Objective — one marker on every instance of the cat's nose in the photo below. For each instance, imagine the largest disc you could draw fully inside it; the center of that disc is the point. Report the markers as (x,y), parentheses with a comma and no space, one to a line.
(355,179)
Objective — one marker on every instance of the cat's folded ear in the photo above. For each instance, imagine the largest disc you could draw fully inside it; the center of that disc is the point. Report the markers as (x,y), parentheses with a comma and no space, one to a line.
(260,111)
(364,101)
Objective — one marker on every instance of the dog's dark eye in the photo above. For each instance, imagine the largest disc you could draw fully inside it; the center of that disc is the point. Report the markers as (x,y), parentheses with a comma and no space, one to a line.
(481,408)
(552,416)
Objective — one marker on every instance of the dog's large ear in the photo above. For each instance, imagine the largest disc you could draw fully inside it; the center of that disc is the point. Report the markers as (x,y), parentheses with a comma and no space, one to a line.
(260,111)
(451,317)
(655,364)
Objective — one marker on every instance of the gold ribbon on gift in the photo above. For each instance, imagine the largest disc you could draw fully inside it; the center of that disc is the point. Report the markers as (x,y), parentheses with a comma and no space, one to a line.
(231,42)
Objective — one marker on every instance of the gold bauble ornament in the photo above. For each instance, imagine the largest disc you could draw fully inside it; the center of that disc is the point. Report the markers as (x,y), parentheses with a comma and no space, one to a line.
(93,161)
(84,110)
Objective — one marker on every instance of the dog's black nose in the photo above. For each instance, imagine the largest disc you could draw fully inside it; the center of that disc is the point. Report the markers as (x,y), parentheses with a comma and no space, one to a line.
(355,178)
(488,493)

++++

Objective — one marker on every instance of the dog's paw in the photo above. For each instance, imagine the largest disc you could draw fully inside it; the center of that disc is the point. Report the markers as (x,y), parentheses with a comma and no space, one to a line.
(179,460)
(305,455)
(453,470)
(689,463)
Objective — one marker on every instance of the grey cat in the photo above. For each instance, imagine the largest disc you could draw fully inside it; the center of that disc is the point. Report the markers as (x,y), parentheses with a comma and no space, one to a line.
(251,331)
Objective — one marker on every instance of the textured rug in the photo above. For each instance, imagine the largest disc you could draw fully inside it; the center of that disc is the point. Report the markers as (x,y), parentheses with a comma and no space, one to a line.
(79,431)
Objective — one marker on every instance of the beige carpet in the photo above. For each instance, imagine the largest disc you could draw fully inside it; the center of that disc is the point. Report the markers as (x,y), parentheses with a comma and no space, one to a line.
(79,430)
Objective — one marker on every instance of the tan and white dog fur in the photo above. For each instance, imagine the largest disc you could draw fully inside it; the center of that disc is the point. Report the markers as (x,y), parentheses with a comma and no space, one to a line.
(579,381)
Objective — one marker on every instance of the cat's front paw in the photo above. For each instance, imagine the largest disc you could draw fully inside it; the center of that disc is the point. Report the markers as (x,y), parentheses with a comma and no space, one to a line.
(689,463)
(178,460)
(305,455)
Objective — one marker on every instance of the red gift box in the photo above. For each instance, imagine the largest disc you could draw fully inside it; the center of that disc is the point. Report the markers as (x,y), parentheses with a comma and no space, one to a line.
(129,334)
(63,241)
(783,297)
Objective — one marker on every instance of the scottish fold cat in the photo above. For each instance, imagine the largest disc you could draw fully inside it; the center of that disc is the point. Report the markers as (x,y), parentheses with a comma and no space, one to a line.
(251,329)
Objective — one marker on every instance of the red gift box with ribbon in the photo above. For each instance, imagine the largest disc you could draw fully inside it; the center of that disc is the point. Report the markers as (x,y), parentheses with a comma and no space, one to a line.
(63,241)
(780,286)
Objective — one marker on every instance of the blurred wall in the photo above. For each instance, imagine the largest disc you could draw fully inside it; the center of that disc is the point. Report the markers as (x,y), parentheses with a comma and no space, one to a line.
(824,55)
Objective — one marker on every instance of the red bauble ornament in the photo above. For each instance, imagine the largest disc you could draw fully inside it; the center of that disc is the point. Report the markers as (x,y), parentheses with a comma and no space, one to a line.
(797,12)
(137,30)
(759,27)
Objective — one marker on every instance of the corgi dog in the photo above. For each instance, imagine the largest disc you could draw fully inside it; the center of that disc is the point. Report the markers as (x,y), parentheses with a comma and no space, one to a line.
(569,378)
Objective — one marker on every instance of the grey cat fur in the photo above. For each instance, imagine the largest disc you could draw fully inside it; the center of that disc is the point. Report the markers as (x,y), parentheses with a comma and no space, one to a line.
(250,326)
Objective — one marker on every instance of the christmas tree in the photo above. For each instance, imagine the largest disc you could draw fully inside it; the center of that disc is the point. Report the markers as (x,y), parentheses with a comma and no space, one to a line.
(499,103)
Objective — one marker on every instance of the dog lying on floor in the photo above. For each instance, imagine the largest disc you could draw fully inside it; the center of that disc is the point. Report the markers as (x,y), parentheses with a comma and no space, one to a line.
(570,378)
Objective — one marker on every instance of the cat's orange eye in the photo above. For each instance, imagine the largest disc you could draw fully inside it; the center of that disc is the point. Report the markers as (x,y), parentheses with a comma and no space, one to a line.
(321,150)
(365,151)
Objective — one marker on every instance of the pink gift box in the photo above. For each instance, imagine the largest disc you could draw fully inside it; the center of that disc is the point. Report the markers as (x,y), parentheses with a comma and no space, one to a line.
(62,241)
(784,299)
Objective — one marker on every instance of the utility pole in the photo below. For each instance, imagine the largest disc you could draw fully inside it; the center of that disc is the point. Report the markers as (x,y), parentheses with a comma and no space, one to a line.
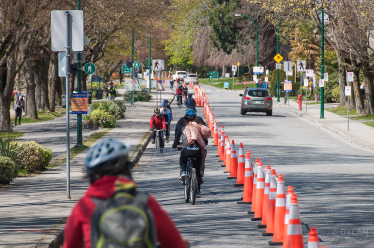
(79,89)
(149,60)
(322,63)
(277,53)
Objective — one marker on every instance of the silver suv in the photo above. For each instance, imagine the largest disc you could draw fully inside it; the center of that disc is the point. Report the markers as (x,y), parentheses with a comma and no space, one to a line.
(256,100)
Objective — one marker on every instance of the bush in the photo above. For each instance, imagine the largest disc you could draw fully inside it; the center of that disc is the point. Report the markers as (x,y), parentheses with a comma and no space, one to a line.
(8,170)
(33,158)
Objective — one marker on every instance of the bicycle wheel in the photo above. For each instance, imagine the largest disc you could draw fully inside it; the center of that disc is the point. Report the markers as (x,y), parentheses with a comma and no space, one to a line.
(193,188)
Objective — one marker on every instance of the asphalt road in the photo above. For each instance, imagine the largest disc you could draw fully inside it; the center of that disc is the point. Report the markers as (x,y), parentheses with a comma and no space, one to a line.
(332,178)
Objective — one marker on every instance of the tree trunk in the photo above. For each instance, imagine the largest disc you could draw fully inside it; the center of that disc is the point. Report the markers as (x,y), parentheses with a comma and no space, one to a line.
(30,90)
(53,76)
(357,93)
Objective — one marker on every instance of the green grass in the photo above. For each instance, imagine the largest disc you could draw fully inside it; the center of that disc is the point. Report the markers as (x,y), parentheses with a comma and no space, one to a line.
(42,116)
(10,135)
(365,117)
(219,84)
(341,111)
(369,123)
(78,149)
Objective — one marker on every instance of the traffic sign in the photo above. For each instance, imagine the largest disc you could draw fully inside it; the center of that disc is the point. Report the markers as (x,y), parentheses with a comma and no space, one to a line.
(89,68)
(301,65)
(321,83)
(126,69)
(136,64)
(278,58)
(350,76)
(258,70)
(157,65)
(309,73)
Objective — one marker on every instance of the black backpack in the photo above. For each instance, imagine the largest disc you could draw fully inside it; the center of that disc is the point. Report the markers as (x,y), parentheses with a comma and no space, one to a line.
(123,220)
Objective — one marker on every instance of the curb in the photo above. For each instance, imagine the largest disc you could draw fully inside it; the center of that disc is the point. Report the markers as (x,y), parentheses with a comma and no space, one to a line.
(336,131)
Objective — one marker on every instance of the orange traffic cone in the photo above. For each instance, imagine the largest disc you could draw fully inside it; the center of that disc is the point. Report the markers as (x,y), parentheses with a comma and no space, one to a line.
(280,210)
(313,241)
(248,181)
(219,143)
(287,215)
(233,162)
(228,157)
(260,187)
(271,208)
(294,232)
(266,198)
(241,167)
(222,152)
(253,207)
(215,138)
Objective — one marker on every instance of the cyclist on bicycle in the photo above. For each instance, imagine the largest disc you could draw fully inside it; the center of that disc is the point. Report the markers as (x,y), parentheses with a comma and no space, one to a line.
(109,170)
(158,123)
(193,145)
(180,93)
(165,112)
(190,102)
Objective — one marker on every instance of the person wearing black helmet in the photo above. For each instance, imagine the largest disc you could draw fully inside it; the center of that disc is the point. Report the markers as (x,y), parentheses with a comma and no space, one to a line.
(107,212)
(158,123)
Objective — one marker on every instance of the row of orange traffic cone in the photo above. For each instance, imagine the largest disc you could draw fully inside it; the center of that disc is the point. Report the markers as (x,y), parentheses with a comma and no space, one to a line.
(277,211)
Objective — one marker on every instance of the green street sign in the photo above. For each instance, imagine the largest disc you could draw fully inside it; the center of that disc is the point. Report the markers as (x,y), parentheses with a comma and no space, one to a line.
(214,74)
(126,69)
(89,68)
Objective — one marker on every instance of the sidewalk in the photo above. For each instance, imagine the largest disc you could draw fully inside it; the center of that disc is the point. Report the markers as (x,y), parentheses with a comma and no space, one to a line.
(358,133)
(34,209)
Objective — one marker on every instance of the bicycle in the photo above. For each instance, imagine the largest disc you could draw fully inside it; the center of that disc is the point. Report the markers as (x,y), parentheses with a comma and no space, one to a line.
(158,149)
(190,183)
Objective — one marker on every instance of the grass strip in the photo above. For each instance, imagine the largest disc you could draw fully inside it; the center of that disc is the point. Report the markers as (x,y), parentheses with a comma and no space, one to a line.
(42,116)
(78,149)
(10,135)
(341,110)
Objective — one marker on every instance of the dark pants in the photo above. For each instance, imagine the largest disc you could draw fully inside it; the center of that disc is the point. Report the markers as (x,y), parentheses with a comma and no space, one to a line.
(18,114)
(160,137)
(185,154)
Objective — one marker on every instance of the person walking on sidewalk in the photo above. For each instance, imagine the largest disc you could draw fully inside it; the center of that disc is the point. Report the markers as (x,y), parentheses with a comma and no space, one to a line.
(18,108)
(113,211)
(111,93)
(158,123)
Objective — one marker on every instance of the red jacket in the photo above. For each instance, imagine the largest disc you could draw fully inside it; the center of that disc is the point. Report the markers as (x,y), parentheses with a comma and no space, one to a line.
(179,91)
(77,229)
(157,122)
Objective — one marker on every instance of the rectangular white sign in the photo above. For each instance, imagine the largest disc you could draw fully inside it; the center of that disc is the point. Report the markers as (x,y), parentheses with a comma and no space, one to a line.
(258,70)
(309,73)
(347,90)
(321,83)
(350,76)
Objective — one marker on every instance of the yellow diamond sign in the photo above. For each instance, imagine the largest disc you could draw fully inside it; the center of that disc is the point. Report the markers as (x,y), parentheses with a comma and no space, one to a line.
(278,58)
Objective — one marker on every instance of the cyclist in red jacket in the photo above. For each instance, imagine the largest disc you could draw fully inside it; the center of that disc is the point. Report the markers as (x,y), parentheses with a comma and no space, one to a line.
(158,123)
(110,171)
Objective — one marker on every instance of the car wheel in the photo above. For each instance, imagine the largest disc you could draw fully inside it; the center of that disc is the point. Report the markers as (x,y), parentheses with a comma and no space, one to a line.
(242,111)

++++

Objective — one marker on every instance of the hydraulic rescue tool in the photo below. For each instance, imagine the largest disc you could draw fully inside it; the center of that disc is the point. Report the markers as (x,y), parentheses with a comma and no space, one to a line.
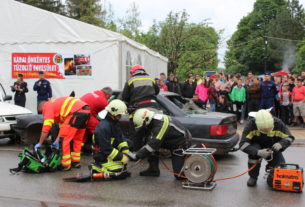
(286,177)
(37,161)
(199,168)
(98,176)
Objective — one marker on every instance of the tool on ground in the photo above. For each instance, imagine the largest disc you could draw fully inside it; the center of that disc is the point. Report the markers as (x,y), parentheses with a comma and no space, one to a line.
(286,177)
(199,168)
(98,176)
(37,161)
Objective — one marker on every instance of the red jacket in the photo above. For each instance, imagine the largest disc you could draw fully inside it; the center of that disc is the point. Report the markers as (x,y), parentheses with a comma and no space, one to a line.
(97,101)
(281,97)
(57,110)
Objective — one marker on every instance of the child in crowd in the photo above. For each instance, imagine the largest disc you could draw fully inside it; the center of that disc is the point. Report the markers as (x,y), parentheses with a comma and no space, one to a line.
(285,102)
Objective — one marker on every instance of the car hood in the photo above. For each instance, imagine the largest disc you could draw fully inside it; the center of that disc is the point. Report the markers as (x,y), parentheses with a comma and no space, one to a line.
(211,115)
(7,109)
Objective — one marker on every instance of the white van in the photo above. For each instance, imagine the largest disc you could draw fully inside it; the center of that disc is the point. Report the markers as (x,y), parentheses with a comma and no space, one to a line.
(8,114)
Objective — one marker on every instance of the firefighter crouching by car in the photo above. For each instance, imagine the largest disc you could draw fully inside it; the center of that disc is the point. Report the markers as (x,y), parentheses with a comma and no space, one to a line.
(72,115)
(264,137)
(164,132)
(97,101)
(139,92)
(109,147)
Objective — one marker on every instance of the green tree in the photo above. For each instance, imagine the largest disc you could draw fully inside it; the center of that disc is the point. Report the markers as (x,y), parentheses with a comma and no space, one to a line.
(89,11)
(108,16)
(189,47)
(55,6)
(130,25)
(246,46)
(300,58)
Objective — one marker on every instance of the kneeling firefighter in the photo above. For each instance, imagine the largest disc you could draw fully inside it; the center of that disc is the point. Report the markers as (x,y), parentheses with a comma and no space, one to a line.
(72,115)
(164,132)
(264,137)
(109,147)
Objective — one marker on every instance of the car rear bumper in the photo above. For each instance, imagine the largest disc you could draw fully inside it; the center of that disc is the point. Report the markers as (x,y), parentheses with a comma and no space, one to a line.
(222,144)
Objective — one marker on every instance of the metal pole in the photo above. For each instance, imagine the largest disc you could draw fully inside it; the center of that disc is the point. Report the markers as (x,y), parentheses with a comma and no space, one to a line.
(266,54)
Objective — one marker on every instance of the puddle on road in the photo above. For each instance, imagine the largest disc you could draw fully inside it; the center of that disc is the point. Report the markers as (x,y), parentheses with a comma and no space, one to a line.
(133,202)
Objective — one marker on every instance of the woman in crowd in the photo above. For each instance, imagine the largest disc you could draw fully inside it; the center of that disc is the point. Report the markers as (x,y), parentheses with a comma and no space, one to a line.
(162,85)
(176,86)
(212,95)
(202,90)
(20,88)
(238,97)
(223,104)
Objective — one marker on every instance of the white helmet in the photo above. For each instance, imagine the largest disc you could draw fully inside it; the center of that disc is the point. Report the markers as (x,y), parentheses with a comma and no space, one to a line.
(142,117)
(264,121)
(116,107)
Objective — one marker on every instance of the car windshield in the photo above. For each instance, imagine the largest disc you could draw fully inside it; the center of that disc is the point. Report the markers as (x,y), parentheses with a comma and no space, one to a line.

++++

◆ **WORK TO BE COMPLETED**
Collect each line in the rows above that contains the word "silver", and copy every such line in full.

◆ **RESULT OF THE EXERCISE**
Objective — one marker on every instance of the silver suv in the photo above. For each instance, imagine the largest disc you could draw fully inside it; the center of that disc is the point. Report the markers as (x,y), parentheses with a comma and no space, one to a line.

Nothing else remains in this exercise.